This was an important Electronic album in France back in 1974, and Pinhas would go onto become the biggest star of this genre in his home country.

Review by ZowieZiggy
PROG REVIEWER
3 stars This "Électronique Guérilla" is only four years too old to have met the debut of the European start of the electronic genre.

This debut is very much the effort of one man. Their leader and main composer Richard Pinhas: the head, brains and hands of the band. To depict the music that you can expect here is not easy: it isn't as experimental as the early "Kraftwerk" nor is it as spacey and cosmic as TD or Schulze.

The music is quite specific on its own and deserves full attention if you like sonic ambiences and weird conjunction of musical themes. I am not a deep fan of this debut, but one has to acknowledge that the French scene didn't produce a lot of similar bands in these remote days. Jarre being another one, but scoring much higher in the charts and playing a different type of music after all.

- _RECORDS PROVIDED_:
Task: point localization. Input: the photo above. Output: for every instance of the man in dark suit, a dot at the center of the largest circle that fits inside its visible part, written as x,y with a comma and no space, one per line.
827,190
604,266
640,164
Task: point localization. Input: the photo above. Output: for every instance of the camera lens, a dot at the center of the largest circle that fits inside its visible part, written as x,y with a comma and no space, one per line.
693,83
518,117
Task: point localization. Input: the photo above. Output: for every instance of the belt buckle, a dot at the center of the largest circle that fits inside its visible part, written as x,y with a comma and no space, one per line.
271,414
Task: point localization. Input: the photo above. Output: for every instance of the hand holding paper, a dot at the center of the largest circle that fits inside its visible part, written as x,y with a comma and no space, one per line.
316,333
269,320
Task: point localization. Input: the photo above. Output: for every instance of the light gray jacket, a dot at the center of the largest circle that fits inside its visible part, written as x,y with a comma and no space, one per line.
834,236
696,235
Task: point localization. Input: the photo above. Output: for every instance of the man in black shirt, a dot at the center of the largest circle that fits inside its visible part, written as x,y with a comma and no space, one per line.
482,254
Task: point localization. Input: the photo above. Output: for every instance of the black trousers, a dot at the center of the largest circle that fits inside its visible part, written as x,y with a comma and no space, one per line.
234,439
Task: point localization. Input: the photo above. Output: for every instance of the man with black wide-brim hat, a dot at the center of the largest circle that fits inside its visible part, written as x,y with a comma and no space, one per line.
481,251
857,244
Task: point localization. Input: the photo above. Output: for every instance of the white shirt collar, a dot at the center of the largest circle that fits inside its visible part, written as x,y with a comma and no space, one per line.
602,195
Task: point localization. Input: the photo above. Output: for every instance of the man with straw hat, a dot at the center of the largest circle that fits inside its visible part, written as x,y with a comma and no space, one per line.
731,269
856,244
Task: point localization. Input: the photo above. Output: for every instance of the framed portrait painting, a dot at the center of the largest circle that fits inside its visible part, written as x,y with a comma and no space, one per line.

- _GIVEN INSTRUCTION 1_: From the album review, print the passage starting at "This debut is" and ending at "TD or Schulze.".
- _GIVEN INSTRUCTION 2_: According to the album review, who was the band's leader and main composer?

- _TASK ANSWER 1_:
This debut is very much the effort of one man. Their leader and main composer Richard Pinhas: the head, brains and hands of the band. To depict the music that you can expect here is not easy: it isn't as experimental as the early "Kraftwerk" nor is it as spacey and cosmic as TD or Schulze.

- _TASK ANSWER 2_: Richard Pinhas